Task statement –
Repeat the records word for word, from the very first line through the line that contains "0 119 L 143", including that line.

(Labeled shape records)
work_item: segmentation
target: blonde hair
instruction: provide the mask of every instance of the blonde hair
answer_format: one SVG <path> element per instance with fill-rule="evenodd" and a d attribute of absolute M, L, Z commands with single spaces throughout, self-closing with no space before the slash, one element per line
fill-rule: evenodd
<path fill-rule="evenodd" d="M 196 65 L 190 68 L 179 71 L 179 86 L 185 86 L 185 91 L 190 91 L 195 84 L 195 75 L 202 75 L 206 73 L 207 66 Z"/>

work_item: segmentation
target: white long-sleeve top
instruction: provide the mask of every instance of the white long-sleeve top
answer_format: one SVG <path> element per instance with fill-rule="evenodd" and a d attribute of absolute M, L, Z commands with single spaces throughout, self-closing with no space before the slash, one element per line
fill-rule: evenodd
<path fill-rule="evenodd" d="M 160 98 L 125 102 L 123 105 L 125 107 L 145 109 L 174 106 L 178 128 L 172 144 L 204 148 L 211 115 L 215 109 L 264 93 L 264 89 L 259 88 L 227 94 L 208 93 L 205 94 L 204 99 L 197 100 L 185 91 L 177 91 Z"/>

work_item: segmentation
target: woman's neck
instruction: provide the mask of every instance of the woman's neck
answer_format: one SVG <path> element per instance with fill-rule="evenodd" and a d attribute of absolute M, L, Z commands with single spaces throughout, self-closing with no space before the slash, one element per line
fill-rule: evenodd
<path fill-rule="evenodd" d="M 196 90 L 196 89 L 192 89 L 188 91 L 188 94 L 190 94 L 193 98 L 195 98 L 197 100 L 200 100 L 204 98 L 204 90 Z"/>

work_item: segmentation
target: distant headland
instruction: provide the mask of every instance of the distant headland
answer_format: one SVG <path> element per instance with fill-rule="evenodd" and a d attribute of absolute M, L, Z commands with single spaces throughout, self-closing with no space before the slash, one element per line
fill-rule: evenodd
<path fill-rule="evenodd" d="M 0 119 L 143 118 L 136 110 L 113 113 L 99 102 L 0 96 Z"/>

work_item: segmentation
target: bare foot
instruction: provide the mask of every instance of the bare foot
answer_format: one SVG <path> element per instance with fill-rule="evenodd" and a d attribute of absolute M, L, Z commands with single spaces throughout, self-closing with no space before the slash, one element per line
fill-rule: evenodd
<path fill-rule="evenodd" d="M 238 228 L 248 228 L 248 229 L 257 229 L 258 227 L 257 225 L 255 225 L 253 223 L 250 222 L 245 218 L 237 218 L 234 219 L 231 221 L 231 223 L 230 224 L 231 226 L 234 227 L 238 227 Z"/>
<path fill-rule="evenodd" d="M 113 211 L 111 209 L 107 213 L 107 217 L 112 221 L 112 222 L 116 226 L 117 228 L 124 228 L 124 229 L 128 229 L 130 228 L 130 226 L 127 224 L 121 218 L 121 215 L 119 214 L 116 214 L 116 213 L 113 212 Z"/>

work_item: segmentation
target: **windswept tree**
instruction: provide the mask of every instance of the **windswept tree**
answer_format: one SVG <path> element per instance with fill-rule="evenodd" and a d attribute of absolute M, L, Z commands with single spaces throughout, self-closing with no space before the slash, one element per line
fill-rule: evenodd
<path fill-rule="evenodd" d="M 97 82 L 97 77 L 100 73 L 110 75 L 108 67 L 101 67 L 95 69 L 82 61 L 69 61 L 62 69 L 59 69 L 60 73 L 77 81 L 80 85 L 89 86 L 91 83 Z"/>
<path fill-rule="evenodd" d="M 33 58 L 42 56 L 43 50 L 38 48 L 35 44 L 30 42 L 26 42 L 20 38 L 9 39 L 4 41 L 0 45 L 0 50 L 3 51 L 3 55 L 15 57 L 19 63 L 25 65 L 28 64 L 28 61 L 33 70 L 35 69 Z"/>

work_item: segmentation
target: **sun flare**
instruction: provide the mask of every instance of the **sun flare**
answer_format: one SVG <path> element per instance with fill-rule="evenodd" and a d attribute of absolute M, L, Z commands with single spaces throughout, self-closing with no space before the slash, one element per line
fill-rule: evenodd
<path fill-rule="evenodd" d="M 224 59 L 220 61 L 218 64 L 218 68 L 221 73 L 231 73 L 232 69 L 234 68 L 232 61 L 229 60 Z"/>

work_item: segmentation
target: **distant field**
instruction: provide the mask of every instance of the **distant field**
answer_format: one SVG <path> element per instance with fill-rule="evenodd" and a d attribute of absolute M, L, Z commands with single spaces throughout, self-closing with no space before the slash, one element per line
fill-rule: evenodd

Correct result –
work_item: segmentation
target: blonde hair
instruction: provide the mask of every instance of the blonde hair
answer_format: one SVG <path> element per instance with fill-rule="evenodd" and a d attribute of absolute M, L, Z commands with single spaces throughout, self-closing with no space before the slash, one element per line
fill-rule: evenodd
<path fill-rule="evenodd" d="M 196 65 L 190 68 L 179 71 L 179 86 L 185 86 L 185 91 L 190 91 L 195 84 L 195 75 L 202 75 L 206 73 L 207 66 Z"/>

work_item: segmentation
target: white long-sleeve top
instruction: provide the mask of every instance of the white long-sleeve top
answer_format: one SVG <path> element per instance with fill-rule="evenodd" and a d attribute of absolute M, L, Z commands with single spaces throughout, self-closing with no space before the slash, one element per line
fill-rule: evenodd
<path fill-rule="evenodd" d="M 160 98 L 125 102 L 123 105 L 125 107 L 145 109 L 174 106 L 178 128 L 172 144 L 204 148 L 211 115 L 215 109 L 264 93 L 264 89 L 259 88 L 227 94 L 208 93 L 205 94 L 204 99 L 197 100 L 185 91 L 177 91 Z"/>

work_item: segmentation
target: woman's neck
instruction: provide the mask of every instance of the woman's neck
answer_format: one SVG <path> element per instance with fill-rule="evenodd" and a d attribute of absolute M, L, Z commands with single spaces throughout, self-closing with no space before the slash, one element per line
fill-rule: evenodd
<path fill-rule="evenodd" d="M 196 90 L 196 89 L 192 89 L 188 91 L 188 94 L 190 94 L 193 98 L 195 98 L 197 100 L 200 100 L 204 98 L 204 90 Z"/>

work_item: segmentation
target: distant headland
instruction: provide the mask of every instance of the distant headland
answer_format: one SVG <path> element per instance with fill-rule="evenodd" and a d attribute of absolute M, L, Z commands with single spaces throughout, self-closing with no space before the slash, one element per line
fill-rule: evenodd
<path fill-rule="evenodd" d="M 0 119 L 143 118 L 136 110 L 113 113 L 99 102 L 0 96 Z"/>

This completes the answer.